▸ **GOAL OF THE EXERCISE**:
Rewrite the rows as a numbered list, from the first row through the line containing "75 240 L 83", both included. Skip blank lines and leave out the pictures.

▸ **RECORDS FOR THE EXERCISE**:
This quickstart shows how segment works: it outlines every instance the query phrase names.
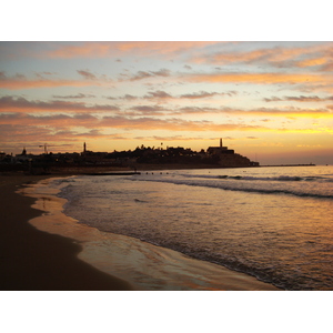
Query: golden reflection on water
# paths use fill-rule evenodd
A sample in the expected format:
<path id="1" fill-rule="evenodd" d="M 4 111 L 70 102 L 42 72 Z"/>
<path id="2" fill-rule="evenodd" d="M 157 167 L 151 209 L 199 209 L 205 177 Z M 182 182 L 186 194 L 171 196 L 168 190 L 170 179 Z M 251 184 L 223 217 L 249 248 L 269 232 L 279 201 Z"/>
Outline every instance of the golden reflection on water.
<path id="1" fill-rule="evenodd" d="M 75 240 L 83 246 L 81 260 L 131 282 L 139 290 L 278 290 L 220 265 L 79 224 L 62 213 L 65 200 L 54 196 L 57 190 L 50 189 L 48 181 L 30 185 L 23 193 L 37 198 L 33 208 L 44 211 L 30 221 L 32 225 Z"/>

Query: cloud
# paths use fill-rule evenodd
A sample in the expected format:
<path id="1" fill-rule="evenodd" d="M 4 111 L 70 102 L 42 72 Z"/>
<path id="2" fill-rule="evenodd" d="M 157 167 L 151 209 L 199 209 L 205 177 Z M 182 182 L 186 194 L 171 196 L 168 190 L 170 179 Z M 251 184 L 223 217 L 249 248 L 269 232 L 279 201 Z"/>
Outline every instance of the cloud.
<path id="1" fill-rule="evenodd" d="M 211 83 L 252 83 L 252 84 L 295 84 L 295 83 L 325 83 L 332 84 L 332 75 L 325 74 L 306 74 L 306 73 L 240 73 L 240 72 L 225 72 L 225 73 L 194 73 L 183 77 L 183 80 L 189 82 L 211 82 Z"/>
<path id="2" fill-rule="evenodd" d="M 95 95 L 94 94 L 85 94 L 85 93 L 78 93 L 78 94 L 70 94 L 70 95 L 53 94 L 52 98 L 54 98 L 54 99 L 85 99 L 85 98 L 95 98 Z"/>
<path id="3" fill-rule="evenodd" d="M 167 93 L 165 91 L 158 90 L 158 91 L 148 92 L 148 94 L 144 95 L 143 98 L 145 98 L 145 99 L 171 99 L 172 95 Z"/>
<path id="4" fill-rule="evenodd" d="M 246 44 L 244 42 L 243 44 Z M 253 46 L 253 43 L 251 43 Z M 331 62 L 332 43 L 315 43 L 306 47 L 295 47 L 296 42 L 286 47 L 261 48 L 251 51 L 218 51 L 192 57 L 196 63 L 212 64 L 268 64 L 273 67 L 320 67 Z"/>
<path id="5" fill-rule="evenodd" d="M 291 97 L 286 95 L 283 98 L 272 97 L 263 99 L 265 102 L 280 102 L 280 101 L 295 101 L 295 102 L 323 102 L 323 101 L 333 101 L 333 95 L 327 98 L 319 98 L 317 95 L 300 95 Z"/>
<path id="6" fill-rule="evenodd" d="M 180 98 L 183 99 L 205 99 L 205 98 L 211 98 L 219 94 L 218 92 L 206 92 L 206 91 L 200 91 L 200 92 L 194 92 L 194 93 L 185 93 L 180 95 Z"/>
<path id="7" fill-rule="evenodd" d="M 138 71 L 137 74 L 130 77 L 130 81 L 143 80 L 152 77 L 170 77 L 170 70 L 161 69 L 159 71 Z"/>
<path id="8" fill-rule="evenodd" d="M 3 111 L 119 111 L 119 107 L 110 104 L 93 104 L 87 105 L 83 102 L 68 102 L 68 101 L 28 101 L 24 98 L 13 98 L 10 95 L 0 98 L 0 110 Z"/>
<path id="9" fill-rule="evenodd" d="M 2 89 L 34 89 L 34 88 L 56 88 L 56 87 L 87 87 L 92 83 L 88 81 L 78 80 L 48 80 L 38 79 L 29 80 L 22 74 L 17 74 L 14 77 L 7 77 L 2 71 L 0 72 L 0 88 Z"/>
<path id="10" fill-rule="evenodd" d="M 94 74 L 92 74 L 91 72 L 89 72 L 89 71 L 77 71 L 80 75 L 82 75 L 84 79 L 87 79 L 87 80 L 95 80 L 97 79 L 97 77 L 94 75 Z"/>

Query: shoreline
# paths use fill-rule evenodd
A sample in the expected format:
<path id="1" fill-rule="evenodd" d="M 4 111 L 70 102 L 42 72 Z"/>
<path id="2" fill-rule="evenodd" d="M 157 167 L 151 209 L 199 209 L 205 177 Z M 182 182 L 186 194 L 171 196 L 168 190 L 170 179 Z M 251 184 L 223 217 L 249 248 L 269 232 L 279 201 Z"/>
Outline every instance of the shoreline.
<path id="1" fill-rule="evenodd" d="M 47 180 L 49 178 L 65 178 L 69 174 L 11 176 L 16 178 L 16 185 L 21 185 L 22 188 L 23 183 L 27 182 L 36 183 L 37 181 Z M 6 189 L 6 185 L 3 188 L 3 184 L 1 184 L 3 176 L 0 176 L 0 185 L 2 185 L 2 189 Z M 14 192 L 16 186 L 12 186 L 11 184 L 11 186 L 7 189 L 8 191 Z M 1 192 L 3 193 L 6 191 L 2 190 Z M 24 233 L 24 236 L 27 239 L 27 242 L 24 243 L 27 244 L 19 243 L 19 240 L 17 240 L 14 244 L 11 244 L 11 241 L 9 240 L 8 246 L 11 244 L 17 248 L 16 256 L 18 258 L 20 253 L 23 253 L 23 256 L 20 258 L 18 262 L 13 261 L 10 265 L 10 270 L 8 271 L 7 275 L 8 278 L 10 278 L 10 274 L 14 274 L 16 278 L 11 278 L 11 281 L 7 279 L 7 282 L 4 281 L 4 283 L 7 283 L 4 284 L 7 285 L 7 287 L 4 289 L 2 286 L 3 276 L 1 278 L 1 290 L 279 290 L 278 287 L 261 282 L 253 276 L 231 271 L 223 266 L 209 262 L 186 258 L 179 252 L 144 243 L 137 239 L 109 233 L 107 233 L 105 235 L 105 233 L 103 232 L 94 229 L 92 230 L 90 226 L 83 226 L 82 224 L 78 225 L 78 223 L 73 223 L 72 221 L 70 222 L 70 224 L 65 224 L 65 219 L 68 216 L 65 216 L 64 214 L 59 214 L 61 210 L 54 209 L 54 201 L 53 203 L 50 203 L 52 200 L 50 200 L 50 198 L 52 195 L 50 195 L 50 198 L 46 198 L 48 196 L 46 194 L 40 195 L 43 196 L 44 201 L 40 201 L 38 203 L 38 195 L 33 195 L 33 199 L 18 193 L 14 194 L 14 200 L 18 200 L 18 196 L 20 196 L 21 199 L 19 201 L 16 201 L 16 205 L 24 205 L 26 213 L 19 214 L 19 219 L 21 221 L 20 223 L 18 223 L 19 225 L 17 225 L 16 230 L 11 230 L 11 232 L 13 233 L 12 239 L 19 239 L 22 242 L 22 233 Z M 13 198 L 13 195 L 11 196 Z M 34 208 L 31 208 L 32 204 Z M 46 222 L 46 219 L 50 218 L 49 213 L 42 214 L 43 205 L 46 204 L 53 204 L 52 209 L 44 210 L 53 211 L 53 218 L 57 220 L 54 224 L 64 224 L 64 234 L 61 234 L 56 230 L 54 233 L 58 232 L 58 234 L 54 234 L 52 231 L 52 226 L 50 229 L 51 231 L 46 230 L 46 232 L 41 231 L 41 229 L 38 228 L 38 223 Z M 63 202 L 57 202 L 56 204 L 58 206 L 61 206 Z M 27 205 L 29 205 L 29 209 L 27 209 Z M 38 208 L 38 210 L 36 208 Z M 30 212 L 27 214 L 27 211 Z M 30 220 L 29 223 L 27 223 L 28 220 Z M 84 235 L 85 239 L 83 238 L 80 240 L 78 238 L 78 235 L 80 235 L 81 233 L 78 232 L 78 230 L 74 230 L 72 235 L 70 234 L 71 228 L 74 226 L 74 224 L 80 226 L 83 230 L 84 234 L 88 233 L 88 235 Z M 29 225 L 29 228 L 27 228 L 27 225 Z M 26 232 L 27 229 L 30 229 L 28 233 Z M 34 232 L 32 232 L 31 229 L 33 229 Z M 21 231 L 19 233 L 19 238 L 17 236 L 17 230 Z M 98 239 L 102 238 L 102 243 L 105 243 L 105 238 L 109 239 L 109 236 L 111 238 L 111 241 L 108 243 L 108 249 L 110 249 L 109 251 L 112 252 L 111 261 L 110 256 L 104 259 L 103 253 L 95 250 L 99 249 Z M 89 242 L 87 238 L 91 239 L 92 242 Z M 49 242 L 51 243 L 49 244 Z M 30 251 L 28 251 L 27 253 L 28 243 L 33 243 L 34 251 L 30 249 Z M 80 243 L 80 245 L 78 243 Z M 47 244 L 48 249 L 44 248 Z M 62 248 L 60 252 L 59 246 Z M 88 251 L 85 251 L 85 249 L 88 249 Z M 138 261 L 138 256 L 142 255 L 142 253 L 148 253 L 147 258 Z M 40 254 L 42 254 L 41 258 Z M 46 261 L 48 261 L 49 270 L 52 269 L 58 273 L 57 276 L 47 274 L 48 272 L 46 272 L 46 269 L 41 268 L 41 265 L 47 264 Z M 100 263 L 98 261 L 100 261 Z M 105 261 L 108 261 L 108 266 L 105 265 Z M 65 272 L 65 270 L 58 271 L 57 265 L 63 265 L 63 262 L 68 262 L 69 265 L 73 265 L 75 269 L 73 269 L 72 271 L 74 272 L 69 273 Z M 157 262 L 159 263 L 159 265 L 155 265 Z M 7 264 L 9 262 L 7 262 Z M 3 261 L 1 261 L 1 264 L 3 264 Z M 145 272 L 140 272 L 140 264 L 143 266 L 149 265 L 150 270 L 152 270 L 150 276 L 144 275 L 144 279 L 147 279 L 147 284 L 143 283 L 141 284 L 141 286 L 140 283 L 139 285 L 135 285 L 135 281 L 141 281 L 143 273 L 145 274 Z M 28 265 L 30 266 L 30 270 Z M 89 281 L 87 281 L 85 284 L 82 284 L 82 281 L 78 284 L 77 280 L 82 279 L 82 274 L 78 273 L 78 270 L 81 270 L 80 272 L 83 272 L 82 266 L 84 266 L 85 269 L 84 274 L 85 276 L 89 276 Z M 159 266 L 159 270 L 155 269 L 157 266 Z M 3 269 L 6 269 L 6 265 Z M 168 272 L 168 278 L 164 276 L 165 274 L 163 275 L 161 272 Z M 112 273 L 114 274 L 112 275 Z M 20 275 L 27 276 L 29 274 L 31 274 L 29 281 L 27 281 L 26 279 L 23 282 L 23 279 L 21 279 Z M 219 281 L 216 281 L 216 276 L 219 276 Z M 57 283 L 53 281 L 54 278 L 59 280 L 57 281 Z M 43 282 L 42 284 L 40 284 L 41 280 L 48 279 L 51 279 L 49 283 Z M 97 287 L 97 285 L 92 281 L 98 280 L 103 282 L 101 282 L 102 284 L 99 284 L 99 286 Z M 181 281 L 179 282 L 179 280 Z M 150 283 L 152 289 L 150 289 Z M 170 289 L 165 289 L 165 283 L 170 284 Z"/>
<path id="2" fill-rule="evenodd" d="M 132 286 L 78 259 L 73 240 L 42 232 L 29 220 L 42 211 L 36 199 L 16 193 L 26 183 L 49 175 L 0 175 L 0 289 L 2 291 L 125 291 Z"/>

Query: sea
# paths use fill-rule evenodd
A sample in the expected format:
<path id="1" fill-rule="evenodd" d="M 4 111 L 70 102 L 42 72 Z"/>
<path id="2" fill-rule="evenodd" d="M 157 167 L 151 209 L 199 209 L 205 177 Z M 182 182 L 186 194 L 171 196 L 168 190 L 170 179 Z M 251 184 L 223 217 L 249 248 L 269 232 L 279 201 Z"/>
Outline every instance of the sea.
<path id="1" fill-rule="evenodd" d="M 47 186 L 71 223 L 104 235 L 169 249 L 281 290 L 333 290 L 330 165 L 151 170 L 57 178 Z M 108 242 L 98 244 L 108 252 Z"/>

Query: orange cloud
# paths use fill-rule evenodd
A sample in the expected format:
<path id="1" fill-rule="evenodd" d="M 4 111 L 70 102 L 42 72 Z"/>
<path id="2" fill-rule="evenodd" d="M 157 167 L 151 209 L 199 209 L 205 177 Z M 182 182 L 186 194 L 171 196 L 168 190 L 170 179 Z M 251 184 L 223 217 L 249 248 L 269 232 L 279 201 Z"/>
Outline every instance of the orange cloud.
<path id="1" fill-rule="evenodd" d="M 8 78 L 0 73 L 0 88 L 2 89 L 34 89 L 34 88 L 54 88 L 54 87 L 88 87 L 95 85 L 90 81 L 77 80 L 28 80 L 26 78 Z"/>
<path id="2" fill-rule="evenodd" d="M 219 42 L 209 41 L 124 41 L 83 42 L 72 46 L 53 43 L 57 49 L 46 53 L 49 58 L 107 58 L 135 52 L 141 54 L 169 54 L 192 48 L 203 48 Z"/>
<path id="3" fill-rule="evenodd" d="M 244 42 L 246 44 L 248 42 Z M 251 44 L 255 44 L 252 43 Z M 291 43 L 292 46 L 292 43 Z M 198 63 L 214 63 L 214 64 L 229 64 L 229 63 L 270 63 L 276 67 L 313 67 L 321 65 L 332 59 L 330 54 L 332 43 L 319 43 L 309 47 L 275 47 L 264 48 L 254 51 L 241 52 L 216 52 L 213 56 L 202 54 L 193 57 L 192 61 Z M 310 59 L 304 59 L 310 57 Z M 303 59 L 302 59 L 303 58 Z"/>
<path id="4" fill-rule="evenodd" d="M 333 83 L 332 75 L 303 73 L 211 73 L 189 74 L 183 78 L 190 82 L 239 82 L 254 84 L 295 84 L 295 83 Z"/>
<path id="5" fill-rule="evenodd" d="M 36 112 L 36 111 L 119 111 L 119 107 L 110 104 L 93 104 L 87 105 L 83 102 L 69 102 L 69 101 L 28 101 L 24 98 L 2 97 L 0 98 L 0 110 L 16 111 L 16 112 Z"/>

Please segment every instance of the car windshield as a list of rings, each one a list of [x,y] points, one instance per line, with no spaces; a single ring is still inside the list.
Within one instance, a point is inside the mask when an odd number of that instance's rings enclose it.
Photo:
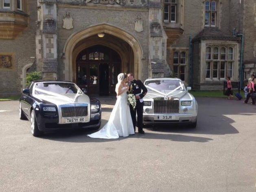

▸ **TASK ANSWER**:
1. This quickstart shows how segment works: it outlines every instance the query phrase names.
2. Query: golden reflection on water
3. # paths use fill-rule evenodd
4. A sample in the expected format:
5. <path id="1" fill-rule="evenodd" d="M 4 111 L 70 102 L 42 72 Z"/>
6. <path id="2" fill-rule="evenodd" d="M 157 167 L 151 209 L 199 209 L 205 177 Z M 182 182 L 186 194 L 171 196 L 168 190 L 170 179 Z M 251 184 L 223 217 L 249 248 L 269 232 L 279 201 Z"/>
7. Outline every instance of the golden reflection on water.
8. <path id="1" fill-rule="evenodd" d="M 75 240 L 83 246 L 81 260 L 131 282 L 139 290 L 278 290 L 220 265 L 79 224 L 62 213 L 65 200 L 54 196 L 57 190 L 50 189 L 48 181 L 30 185 L 23 193 L 37 198 L 33 208 L 44 211 L 30 221 L 32 225 Z"/>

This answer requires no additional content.